Report how many lines in the data below hold the string "cliff". Nothing else should appear in the answer.
◆ ◆ ◆ ◆ ◆
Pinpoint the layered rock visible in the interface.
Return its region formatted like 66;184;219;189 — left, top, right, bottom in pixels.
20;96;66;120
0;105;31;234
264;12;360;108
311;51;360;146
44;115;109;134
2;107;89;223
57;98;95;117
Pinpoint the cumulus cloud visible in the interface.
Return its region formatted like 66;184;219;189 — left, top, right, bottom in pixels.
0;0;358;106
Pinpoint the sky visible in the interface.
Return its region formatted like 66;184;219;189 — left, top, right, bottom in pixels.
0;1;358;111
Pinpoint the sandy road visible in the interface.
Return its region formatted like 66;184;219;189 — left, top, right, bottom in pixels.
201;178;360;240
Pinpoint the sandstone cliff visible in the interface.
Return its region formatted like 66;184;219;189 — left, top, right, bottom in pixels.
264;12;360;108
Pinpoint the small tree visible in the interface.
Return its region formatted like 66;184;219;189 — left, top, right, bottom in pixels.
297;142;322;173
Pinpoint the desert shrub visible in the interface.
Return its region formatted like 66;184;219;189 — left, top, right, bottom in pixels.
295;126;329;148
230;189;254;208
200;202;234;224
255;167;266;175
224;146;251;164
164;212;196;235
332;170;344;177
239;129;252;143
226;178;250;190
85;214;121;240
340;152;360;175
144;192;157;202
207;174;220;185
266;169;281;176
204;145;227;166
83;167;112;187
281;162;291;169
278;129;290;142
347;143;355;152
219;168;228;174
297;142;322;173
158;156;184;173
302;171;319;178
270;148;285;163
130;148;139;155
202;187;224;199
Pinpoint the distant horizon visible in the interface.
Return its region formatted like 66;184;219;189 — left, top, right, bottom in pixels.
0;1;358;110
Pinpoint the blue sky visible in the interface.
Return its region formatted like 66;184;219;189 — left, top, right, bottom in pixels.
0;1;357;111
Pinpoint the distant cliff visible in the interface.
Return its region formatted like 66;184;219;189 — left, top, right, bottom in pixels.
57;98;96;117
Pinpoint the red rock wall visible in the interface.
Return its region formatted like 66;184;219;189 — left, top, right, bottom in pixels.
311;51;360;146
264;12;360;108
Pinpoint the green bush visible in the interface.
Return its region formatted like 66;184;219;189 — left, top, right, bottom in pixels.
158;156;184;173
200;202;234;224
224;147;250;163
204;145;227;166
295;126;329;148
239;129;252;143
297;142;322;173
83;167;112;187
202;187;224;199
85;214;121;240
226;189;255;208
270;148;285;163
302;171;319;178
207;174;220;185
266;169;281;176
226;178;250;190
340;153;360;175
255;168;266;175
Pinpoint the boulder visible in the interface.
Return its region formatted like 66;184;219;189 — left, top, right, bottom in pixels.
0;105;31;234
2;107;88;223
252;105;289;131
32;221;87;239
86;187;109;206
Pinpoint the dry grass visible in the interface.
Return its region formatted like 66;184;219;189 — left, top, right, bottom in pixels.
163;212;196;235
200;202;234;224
◆ ◆ ◆ ◆ ◆
__REPLY TO THE EXERCISE__: 2